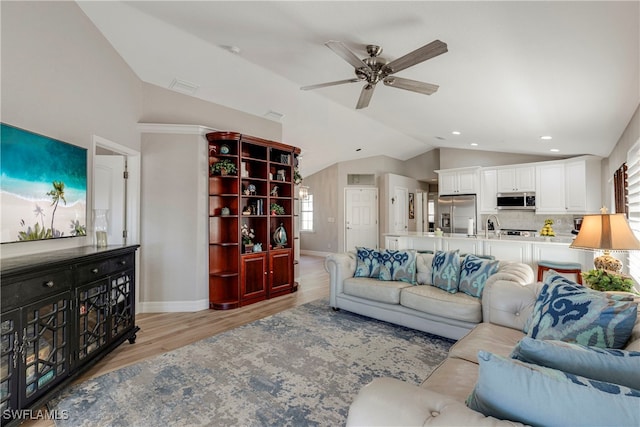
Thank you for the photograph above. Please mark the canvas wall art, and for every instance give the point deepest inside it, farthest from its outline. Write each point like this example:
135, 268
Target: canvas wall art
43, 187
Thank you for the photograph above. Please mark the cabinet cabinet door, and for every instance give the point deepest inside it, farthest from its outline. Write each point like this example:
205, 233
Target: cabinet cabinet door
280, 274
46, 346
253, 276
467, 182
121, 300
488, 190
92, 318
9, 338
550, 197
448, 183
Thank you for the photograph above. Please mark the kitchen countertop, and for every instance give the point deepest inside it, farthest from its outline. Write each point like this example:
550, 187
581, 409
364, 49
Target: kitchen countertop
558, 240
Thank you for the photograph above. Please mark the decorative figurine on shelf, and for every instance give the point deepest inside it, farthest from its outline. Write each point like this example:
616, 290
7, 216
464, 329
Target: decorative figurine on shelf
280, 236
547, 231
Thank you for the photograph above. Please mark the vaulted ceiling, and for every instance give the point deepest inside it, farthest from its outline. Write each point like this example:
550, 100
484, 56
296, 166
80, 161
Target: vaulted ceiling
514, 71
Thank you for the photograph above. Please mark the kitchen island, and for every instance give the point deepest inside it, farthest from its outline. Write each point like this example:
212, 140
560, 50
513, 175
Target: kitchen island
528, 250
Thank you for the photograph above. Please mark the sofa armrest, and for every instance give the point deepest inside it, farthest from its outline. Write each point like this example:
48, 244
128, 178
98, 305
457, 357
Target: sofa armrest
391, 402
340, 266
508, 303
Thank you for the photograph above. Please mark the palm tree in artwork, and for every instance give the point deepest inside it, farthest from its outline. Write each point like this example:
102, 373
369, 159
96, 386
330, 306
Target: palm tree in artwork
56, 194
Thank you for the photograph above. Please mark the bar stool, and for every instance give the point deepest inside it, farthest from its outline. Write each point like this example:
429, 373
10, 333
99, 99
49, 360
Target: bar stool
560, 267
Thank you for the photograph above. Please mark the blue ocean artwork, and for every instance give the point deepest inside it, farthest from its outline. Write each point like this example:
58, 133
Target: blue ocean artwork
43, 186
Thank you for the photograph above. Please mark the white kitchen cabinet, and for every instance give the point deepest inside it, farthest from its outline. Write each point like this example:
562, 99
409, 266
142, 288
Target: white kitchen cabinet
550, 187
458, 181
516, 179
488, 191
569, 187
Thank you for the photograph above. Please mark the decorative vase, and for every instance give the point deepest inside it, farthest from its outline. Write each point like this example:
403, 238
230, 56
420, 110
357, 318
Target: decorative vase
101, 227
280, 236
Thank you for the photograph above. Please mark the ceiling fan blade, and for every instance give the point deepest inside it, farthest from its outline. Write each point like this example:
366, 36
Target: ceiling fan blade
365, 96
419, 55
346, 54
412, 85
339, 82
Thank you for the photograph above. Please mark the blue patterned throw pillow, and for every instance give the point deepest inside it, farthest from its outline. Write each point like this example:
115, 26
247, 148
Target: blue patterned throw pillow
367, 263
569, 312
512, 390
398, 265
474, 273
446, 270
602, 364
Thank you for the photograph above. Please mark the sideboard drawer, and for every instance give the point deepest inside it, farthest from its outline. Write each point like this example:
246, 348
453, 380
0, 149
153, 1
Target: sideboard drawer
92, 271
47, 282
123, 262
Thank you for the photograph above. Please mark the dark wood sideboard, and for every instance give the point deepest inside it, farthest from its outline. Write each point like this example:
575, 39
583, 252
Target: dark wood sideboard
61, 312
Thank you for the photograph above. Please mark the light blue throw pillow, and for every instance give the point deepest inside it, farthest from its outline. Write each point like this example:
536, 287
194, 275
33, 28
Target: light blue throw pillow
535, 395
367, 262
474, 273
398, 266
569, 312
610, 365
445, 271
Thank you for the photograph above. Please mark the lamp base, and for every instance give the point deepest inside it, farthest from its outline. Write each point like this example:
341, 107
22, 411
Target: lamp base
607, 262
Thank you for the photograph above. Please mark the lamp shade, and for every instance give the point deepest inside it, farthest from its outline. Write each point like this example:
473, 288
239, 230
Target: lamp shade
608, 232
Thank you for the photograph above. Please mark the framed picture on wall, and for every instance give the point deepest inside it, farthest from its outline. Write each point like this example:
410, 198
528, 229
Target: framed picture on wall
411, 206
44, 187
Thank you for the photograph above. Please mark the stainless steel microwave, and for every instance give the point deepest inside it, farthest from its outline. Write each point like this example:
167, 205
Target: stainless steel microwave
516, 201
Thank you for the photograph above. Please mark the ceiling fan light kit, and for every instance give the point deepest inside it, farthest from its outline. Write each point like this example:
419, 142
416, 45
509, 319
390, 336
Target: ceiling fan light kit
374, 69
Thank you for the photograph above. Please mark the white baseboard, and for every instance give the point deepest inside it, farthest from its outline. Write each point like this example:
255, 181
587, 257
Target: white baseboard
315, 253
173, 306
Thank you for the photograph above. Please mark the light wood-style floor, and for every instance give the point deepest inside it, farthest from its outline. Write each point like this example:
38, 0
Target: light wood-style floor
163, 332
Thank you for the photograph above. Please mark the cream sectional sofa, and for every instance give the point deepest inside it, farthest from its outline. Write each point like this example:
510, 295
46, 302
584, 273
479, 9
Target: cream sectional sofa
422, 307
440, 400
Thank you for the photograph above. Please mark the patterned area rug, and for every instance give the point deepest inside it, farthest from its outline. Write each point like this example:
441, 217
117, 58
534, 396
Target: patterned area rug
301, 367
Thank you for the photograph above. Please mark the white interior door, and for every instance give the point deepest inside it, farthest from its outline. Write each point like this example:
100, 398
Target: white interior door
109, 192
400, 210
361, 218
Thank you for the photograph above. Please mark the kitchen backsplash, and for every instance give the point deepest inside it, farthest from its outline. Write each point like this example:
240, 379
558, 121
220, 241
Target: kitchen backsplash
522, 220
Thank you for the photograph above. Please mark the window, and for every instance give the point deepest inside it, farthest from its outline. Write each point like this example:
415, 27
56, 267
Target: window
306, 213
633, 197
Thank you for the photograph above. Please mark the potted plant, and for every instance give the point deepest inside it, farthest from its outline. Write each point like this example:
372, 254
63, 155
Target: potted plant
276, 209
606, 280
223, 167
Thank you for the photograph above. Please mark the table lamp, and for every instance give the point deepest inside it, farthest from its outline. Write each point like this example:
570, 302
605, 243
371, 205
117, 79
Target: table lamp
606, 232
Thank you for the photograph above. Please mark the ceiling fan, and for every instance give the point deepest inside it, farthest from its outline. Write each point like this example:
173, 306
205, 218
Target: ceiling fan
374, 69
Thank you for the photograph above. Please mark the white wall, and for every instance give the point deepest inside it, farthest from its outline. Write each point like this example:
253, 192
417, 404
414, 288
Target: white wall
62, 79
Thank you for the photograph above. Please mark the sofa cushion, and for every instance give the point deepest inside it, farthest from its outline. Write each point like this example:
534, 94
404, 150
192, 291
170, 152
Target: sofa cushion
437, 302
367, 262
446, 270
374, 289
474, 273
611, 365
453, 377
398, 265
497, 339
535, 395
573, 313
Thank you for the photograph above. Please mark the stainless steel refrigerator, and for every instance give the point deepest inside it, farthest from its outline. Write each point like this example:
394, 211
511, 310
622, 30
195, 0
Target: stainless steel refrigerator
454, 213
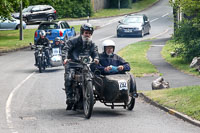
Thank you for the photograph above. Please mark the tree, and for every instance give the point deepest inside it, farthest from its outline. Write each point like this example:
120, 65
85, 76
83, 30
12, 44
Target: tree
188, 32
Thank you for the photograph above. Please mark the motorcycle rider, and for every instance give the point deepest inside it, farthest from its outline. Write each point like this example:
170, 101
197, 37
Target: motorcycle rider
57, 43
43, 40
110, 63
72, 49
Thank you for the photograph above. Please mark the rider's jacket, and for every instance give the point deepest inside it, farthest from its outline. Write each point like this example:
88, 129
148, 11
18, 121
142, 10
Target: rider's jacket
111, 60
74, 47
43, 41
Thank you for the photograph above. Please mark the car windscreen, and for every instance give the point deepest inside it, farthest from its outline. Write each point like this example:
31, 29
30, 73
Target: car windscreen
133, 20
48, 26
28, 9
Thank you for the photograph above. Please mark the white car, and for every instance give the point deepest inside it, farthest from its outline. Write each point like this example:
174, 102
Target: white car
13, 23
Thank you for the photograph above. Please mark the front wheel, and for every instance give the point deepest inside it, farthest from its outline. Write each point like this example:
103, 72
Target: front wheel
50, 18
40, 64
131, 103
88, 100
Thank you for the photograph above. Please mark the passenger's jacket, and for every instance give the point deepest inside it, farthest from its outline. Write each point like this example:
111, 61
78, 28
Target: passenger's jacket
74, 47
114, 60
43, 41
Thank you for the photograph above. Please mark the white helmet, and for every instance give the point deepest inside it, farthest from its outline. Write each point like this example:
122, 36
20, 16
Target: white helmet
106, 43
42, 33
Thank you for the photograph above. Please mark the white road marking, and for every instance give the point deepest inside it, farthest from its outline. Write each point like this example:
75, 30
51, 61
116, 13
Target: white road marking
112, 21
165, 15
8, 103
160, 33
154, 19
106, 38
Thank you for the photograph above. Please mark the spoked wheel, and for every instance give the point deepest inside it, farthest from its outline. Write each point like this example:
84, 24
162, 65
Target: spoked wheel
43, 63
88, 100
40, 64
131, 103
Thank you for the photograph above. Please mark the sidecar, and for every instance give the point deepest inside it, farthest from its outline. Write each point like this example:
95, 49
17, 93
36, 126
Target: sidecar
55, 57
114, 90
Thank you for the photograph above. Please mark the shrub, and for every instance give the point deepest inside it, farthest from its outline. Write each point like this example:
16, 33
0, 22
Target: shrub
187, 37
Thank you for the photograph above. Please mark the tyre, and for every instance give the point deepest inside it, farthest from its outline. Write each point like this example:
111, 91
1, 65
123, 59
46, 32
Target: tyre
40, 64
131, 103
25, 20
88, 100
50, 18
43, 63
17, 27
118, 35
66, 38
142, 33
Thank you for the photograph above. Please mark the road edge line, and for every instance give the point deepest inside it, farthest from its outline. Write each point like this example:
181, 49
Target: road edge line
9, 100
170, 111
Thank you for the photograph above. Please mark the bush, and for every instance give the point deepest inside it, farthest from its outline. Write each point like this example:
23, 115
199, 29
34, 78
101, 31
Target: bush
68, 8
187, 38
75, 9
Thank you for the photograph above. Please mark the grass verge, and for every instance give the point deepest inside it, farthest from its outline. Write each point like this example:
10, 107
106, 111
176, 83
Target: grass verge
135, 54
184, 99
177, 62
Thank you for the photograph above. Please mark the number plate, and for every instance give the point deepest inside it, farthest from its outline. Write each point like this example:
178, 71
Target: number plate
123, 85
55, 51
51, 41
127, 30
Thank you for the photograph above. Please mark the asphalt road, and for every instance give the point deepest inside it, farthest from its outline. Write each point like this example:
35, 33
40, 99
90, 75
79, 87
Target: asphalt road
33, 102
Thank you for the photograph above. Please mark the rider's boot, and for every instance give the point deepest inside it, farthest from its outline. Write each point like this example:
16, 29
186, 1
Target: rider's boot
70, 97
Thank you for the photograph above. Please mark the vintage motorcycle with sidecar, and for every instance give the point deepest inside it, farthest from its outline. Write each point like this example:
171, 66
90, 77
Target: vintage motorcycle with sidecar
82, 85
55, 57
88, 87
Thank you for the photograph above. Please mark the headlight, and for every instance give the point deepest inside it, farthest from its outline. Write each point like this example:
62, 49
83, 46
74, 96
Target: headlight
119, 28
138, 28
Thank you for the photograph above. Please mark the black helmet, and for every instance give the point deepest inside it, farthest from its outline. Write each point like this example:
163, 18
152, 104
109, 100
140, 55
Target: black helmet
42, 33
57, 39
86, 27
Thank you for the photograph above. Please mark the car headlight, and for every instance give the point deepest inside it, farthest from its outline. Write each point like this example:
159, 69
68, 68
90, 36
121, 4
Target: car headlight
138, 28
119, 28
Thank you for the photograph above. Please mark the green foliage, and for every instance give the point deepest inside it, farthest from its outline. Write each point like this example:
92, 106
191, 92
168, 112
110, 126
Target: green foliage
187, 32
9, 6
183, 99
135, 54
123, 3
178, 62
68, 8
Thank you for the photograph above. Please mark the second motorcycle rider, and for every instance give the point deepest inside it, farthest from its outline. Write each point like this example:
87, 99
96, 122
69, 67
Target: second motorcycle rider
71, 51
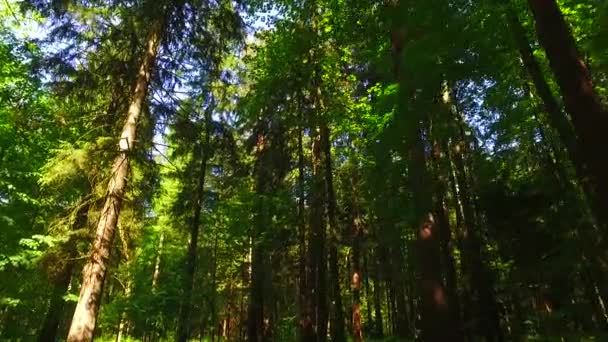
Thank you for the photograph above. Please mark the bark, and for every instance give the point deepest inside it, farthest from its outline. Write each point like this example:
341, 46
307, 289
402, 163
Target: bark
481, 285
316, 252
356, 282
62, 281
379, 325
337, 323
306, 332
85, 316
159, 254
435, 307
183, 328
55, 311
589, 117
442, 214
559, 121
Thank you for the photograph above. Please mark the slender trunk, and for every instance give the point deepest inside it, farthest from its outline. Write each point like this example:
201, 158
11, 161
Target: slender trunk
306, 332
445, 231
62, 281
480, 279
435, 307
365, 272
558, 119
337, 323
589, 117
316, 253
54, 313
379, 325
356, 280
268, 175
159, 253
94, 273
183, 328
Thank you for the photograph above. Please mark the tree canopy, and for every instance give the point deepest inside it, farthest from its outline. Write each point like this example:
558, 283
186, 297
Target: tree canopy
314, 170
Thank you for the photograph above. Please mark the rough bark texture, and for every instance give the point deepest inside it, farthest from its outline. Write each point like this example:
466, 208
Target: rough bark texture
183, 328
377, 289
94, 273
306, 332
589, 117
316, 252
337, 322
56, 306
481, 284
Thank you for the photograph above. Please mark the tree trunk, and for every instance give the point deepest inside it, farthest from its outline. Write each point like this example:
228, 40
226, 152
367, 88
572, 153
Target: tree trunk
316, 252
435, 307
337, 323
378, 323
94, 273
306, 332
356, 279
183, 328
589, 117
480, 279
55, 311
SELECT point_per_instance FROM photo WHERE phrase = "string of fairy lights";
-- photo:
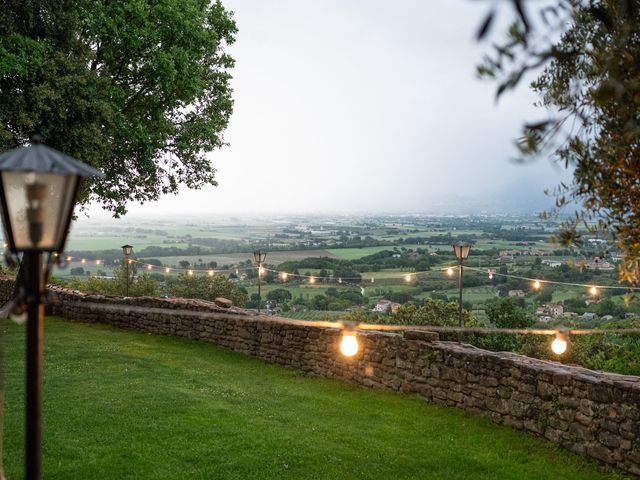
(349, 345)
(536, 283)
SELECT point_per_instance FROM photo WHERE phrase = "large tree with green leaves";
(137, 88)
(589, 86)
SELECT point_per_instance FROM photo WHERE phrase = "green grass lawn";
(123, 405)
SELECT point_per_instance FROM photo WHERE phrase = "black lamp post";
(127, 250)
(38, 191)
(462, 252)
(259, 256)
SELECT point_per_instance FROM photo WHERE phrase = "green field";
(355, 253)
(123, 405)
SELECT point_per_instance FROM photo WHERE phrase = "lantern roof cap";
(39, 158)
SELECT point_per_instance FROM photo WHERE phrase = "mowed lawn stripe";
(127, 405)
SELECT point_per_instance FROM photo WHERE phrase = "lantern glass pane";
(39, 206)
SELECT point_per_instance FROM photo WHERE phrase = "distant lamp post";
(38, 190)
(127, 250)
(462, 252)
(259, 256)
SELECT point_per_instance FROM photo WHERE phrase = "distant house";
——————
Only the lines from the start of the records to the line with "Thank you for the photograph above. Please mark the cabinet" belong in the copy. Print them exactly, minus pictures.

Thank you for the photograph above. Please mark the canvas wall art, and for every instance give the point deepest inside it, farthest from its outline. Write each point like this example:
135, 268
Target: canvas wall art
43, 187
Thank you for the photograph above. Please mark the cabinet cabinet door, and for every instance give the point deepest inside it, farthest from its outline. Write each point like this example:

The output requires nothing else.